-- start of Text provided --

Can being a road warrior or a frequent flyer be a call to participate in the Year of Mercy in a unique way? Can all of those hours spent waiting in airport terminals–or dashing through them to catch a tight connection–really be a call to holiness?

A special report at the Vatican website caught my eye today: Airports need extra care from chaplains offers a recap document of the recent meeting of the XVI World Seminar for Catholic Civil Aviation Chaplains and Members of the airport Chaplaincies in Rome. In the report, the Chaplains and Chaplaincies summed up the nature of their meeting:

The words of the Pope during a private audience reminded us that the airport, for various reasons, can be considered a city next to the big metropolises. Here we meet different types of people: children, youth, adults and seniors. It is also a reality in which you are faced up with insecurity, poverty, migration: situations that the Magisterium of the Church deals with along with national and international authorities.

This seminar has opened for us new perspectives urging us to look mercifully to the people we meet in airports and with whom we share our entire days. During these days we formulated some questions about the life of our chaplaincies. In particular, we asked ourselves how to live pastorally in our airport chaplaincies the Holy Year of Mercy proclaimed by Pope Francis. We reaffirmed the importance of living this year with attention to God’s compassion, so that everybody can take advantage of it.

Additionally, they offered five conclusions that are well worth the brief time it will take you to read them. I decided–as one who flew 79,000 miles last year and spent 36 days on a road trip–to take their five conclusions and offer a few of my own. I encourage you to read their points as you consider mine, as my reflections here are simply my own quick takeaways from the very pastoral conclusions offered by the Chaplains.

  1. Frequent travel puts me into contact with a wide variety of people, many of whom are in need of love and care. It’s very easy when I’m traveling to put my head down, slide my headphones on, and focus on getting things done. On many occasions, when I’ve come out of my cocoon, I’ve met people who were greatly in need of a listening ear and a word of prayer. Like the Chaplains who desire to provide human and spiritual assistance, I can do the same by simply caring, paying attention, letting down my guard, and seeing the face of Christ in those I encounter along my path.
  2. The Chaplains dwell on the airport chapel as a place of mission and compassion. They conclude, “Here we show the concern of the Church, especially in human situations touched by suffering and confusion.” For those who meet me, especially when I share that I’m a Catholic writer, I am a missionary. What I share about my Church verbally matters, as does the way that I show non-verbal care and compassion.
  3. Airport chapels are special places. When I travel, I go out of my way to find and visit them. Today, I’m praying about other ways that I can find and support chaplains and chapels. Could I offer some books from my library for travelers to enjoy? Could I donate some of the “CareNote” I wrote recently? Is there some way that I might help my own home airport open a chapel?

As Proverbs 16:9 says, “The human heart plans the way, but the LORD directs the steps.” Perhaps the greatest change I can make as a traveler who desires to be a minister of mercy is simply to align my journeys more completely with God’s plan, instead of Lisa’s.

A question for you: Do you consider travel to be a prayerful experience or a potential missionary activity?

-- end of Text provided --

**Written request:** From the airport chaplaincy text, list every type of person that the Pope's words say people meet at the airport.

-- start of Supplied information --

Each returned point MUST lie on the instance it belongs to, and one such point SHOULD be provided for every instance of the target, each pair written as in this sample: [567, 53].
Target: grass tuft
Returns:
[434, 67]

-- end of Supplied information --

**The result:** Children, youth, adults and seniors.